• **DATASET ENTRIES**:
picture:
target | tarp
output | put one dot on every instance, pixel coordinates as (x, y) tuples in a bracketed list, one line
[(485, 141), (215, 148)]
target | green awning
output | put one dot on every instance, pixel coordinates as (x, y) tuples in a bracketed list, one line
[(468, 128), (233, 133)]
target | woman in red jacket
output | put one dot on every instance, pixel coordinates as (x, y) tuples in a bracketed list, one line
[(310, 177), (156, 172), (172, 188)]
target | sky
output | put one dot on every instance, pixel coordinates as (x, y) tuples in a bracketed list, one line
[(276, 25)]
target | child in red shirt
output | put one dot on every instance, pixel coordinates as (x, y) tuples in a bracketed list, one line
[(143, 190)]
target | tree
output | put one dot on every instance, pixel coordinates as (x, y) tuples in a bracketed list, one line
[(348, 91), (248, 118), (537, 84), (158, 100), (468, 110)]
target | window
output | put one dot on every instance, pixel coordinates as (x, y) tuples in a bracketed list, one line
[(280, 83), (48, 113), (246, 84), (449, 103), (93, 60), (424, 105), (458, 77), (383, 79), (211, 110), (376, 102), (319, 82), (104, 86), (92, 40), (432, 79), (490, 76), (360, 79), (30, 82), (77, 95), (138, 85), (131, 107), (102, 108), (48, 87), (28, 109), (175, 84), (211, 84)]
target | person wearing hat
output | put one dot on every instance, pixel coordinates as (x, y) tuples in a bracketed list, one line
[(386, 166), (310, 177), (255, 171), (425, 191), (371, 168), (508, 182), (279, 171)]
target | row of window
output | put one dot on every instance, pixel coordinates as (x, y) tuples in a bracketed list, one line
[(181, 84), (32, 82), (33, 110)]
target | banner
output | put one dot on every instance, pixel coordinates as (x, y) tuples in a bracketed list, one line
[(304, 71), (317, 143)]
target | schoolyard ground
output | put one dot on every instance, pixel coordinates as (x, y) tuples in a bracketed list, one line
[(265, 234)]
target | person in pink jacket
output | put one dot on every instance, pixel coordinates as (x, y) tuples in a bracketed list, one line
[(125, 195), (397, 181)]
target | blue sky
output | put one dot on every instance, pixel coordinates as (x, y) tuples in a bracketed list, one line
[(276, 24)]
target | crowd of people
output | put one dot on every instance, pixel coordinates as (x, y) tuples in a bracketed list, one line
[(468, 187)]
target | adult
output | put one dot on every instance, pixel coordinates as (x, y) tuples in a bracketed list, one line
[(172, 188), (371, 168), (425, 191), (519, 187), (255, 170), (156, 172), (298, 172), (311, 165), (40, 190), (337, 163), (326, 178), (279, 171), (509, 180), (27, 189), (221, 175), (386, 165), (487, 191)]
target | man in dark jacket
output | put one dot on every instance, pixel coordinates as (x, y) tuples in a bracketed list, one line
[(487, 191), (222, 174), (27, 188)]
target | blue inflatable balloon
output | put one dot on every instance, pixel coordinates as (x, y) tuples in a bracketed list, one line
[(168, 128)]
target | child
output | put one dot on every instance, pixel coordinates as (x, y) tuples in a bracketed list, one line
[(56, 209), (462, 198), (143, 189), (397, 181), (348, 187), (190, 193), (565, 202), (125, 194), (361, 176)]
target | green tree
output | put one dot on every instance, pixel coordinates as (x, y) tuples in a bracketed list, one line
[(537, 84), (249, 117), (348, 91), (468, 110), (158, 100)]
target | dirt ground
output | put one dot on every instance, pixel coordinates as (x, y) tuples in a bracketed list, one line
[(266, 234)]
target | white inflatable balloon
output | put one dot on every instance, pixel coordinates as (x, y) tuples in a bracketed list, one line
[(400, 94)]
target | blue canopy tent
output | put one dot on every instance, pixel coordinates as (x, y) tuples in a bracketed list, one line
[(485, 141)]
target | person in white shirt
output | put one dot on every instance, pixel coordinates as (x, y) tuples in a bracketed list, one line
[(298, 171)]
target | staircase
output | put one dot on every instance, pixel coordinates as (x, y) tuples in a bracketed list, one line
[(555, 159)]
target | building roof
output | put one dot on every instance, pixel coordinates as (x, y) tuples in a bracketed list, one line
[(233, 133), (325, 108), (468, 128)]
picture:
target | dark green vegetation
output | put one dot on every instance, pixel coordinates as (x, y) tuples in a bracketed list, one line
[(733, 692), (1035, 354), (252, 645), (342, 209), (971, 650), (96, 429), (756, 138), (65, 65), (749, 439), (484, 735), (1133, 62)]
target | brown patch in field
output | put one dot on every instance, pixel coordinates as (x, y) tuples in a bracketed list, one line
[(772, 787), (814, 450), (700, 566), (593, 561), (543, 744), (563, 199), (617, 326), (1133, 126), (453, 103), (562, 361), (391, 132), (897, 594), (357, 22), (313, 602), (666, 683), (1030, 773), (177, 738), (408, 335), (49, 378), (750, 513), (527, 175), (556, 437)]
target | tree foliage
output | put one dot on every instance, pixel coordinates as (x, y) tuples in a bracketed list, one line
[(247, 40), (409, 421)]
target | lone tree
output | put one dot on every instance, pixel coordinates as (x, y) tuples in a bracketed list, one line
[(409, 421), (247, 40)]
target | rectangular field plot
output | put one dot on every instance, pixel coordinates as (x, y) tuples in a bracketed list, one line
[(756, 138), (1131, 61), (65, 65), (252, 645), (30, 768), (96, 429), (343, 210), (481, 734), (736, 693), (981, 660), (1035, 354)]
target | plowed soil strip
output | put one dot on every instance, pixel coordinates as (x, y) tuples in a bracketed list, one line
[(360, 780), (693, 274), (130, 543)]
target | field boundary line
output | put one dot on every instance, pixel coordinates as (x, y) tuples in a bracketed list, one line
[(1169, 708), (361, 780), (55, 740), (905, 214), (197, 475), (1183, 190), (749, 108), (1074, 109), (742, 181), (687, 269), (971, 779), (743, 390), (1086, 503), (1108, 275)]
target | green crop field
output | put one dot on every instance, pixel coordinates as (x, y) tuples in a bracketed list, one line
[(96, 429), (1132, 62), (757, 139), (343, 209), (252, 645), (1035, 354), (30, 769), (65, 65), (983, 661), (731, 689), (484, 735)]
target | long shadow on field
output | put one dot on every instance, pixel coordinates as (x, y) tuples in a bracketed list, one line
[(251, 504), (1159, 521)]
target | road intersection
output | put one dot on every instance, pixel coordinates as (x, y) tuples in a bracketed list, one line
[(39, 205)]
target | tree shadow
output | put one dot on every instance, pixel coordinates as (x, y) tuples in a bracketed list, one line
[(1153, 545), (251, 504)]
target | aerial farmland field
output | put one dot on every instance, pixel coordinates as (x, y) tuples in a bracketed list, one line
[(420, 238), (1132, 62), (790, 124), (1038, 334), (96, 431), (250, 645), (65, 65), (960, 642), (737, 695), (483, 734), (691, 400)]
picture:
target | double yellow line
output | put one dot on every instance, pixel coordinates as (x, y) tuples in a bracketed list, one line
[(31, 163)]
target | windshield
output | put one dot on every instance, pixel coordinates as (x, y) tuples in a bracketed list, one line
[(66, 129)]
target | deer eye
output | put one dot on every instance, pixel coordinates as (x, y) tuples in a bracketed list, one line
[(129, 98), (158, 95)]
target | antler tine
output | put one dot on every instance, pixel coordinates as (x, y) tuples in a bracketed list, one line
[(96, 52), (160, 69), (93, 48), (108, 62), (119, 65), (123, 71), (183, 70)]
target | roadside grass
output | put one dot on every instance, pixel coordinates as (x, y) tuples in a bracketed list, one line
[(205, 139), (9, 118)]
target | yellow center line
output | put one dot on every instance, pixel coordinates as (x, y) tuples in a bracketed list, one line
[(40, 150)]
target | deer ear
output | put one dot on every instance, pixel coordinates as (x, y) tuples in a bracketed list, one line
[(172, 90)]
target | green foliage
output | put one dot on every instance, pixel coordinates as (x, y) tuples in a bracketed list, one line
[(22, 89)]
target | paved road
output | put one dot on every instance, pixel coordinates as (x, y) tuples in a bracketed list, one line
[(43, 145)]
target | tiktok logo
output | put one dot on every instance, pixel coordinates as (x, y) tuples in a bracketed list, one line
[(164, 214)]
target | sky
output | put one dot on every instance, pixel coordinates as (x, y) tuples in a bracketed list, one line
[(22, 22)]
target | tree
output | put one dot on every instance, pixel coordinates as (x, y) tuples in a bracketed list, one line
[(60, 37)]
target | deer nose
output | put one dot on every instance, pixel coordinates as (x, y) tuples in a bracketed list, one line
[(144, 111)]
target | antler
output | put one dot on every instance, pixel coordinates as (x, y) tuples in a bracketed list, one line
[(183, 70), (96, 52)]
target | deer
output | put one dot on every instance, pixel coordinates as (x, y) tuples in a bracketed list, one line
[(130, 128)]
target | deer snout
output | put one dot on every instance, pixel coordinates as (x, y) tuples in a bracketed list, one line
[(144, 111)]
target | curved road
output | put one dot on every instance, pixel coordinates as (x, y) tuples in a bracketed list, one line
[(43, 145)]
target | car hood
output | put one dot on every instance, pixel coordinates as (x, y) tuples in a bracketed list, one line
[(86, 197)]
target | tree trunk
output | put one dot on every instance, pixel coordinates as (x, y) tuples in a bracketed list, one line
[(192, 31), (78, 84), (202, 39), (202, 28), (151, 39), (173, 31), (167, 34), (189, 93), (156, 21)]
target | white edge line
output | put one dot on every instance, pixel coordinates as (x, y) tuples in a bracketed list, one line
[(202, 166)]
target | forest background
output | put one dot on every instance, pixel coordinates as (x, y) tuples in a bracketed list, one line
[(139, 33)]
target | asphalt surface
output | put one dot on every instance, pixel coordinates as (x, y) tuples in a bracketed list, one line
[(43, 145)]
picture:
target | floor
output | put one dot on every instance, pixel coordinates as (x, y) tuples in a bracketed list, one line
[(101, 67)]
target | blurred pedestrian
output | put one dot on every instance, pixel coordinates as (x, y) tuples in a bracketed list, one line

• **EXERCISE OBJECTIVE**:
Rewrite the rows from the first one through the line that contains "[(143, 190)]", replacing "red" with "blue" and leaving everything else unchanged.

• **ANSWER FOR THIS EXERCISE**:
picture:
target | tarp
output | put one dot on every instance, pixel coordinates as (x, y) tuples in a bracketed list, one line
[(485, 141), (215, 148)]
target | green awning
output | put one dot on every instance, pixel coordinates as (x, y) tuples in a bracketed list, one line
[(468, 128), (233, 133)]
target | woman in blue jacket
output | put one dot on every instance, pixel coordinates as (x, y) tuples in a bracketed list, one line
[(310, 177), (156, 172), (172, 188)]
target | sky
output | put one dot on every instance, pixel coordinates as (x, y) tuples in a bracketed list, one line
[(276, 25)]
target | child in blue shirt
output | put one dot on every instance, pixel coordinates as (x, y) tuples in a bracketed list, one line
[(143, 190)]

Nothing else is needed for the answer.